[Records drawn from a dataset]
+===+
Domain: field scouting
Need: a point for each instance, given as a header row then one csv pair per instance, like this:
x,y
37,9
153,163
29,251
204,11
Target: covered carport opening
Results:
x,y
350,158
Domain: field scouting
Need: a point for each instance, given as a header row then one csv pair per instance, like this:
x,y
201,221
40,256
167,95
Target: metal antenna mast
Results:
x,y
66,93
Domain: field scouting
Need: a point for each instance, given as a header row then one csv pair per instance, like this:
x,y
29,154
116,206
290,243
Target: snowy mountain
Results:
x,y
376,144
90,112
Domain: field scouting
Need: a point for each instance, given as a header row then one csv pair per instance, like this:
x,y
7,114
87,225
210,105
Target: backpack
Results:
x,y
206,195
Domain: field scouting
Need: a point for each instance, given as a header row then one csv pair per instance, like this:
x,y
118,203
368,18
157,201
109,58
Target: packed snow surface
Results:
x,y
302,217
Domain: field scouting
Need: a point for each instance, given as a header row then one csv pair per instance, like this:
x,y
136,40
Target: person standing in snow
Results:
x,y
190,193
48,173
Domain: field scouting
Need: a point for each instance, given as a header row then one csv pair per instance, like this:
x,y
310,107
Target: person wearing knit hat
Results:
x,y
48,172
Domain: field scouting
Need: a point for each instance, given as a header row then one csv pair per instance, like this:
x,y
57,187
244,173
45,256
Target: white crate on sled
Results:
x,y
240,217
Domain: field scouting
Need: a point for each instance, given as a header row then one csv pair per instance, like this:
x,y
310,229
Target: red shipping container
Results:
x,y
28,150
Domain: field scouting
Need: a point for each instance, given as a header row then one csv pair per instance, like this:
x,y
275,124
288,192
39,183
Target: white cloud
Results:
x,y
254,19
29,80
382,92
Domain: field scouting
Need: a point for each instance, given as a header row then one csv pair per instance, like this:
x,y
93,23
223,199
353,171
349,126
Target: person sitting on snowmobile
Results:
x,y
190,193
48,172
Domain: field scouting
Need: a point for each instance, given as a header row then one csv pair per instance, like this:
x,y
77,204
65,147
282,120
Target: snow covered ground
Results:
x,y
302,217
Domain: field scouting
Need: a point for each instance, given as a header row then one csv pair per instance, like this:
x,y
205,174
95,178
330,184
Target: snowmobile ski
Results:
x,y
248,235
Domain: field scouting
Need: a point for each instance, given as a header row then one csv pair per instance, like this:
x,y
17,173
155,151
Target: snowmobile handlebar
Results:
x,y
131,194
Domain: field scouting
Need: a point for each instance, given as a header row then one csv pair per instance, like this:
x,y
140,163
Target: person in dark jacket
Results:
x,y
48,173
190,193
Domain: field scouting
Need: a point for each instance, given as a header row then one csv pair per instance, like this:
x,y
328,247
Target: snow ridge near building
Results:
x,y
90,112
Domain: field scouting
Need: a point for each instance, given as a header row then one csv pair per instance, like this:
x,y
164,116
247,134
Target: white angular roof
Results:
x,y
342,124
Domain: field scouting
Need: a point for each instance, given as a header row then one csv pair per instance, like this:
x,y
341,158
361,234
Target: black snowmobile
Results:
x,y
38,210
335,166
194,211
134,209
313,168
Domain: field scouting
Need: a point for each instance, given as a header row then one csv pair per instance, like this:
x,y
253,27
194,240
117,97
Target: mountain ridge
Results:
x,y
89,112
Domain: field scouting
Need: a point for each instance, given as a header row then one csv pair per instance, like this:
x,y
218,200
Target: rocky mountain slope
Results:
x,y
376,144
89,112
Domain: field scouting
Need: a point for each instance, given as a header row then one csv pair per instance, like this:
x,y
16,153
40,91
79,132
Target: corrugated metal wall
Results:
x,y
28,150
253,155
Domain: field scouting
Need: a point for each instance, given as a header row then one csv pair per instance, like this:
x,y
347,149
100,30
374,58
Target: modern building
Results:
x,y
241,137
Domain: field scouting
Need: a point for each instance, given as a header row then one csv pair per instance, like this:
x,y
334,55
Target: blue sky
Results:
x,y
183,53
+===+
Tally the lines in the records above that contain the word "ridge". Write the number and nothing else.

__THE COMPLETED TASK__. 2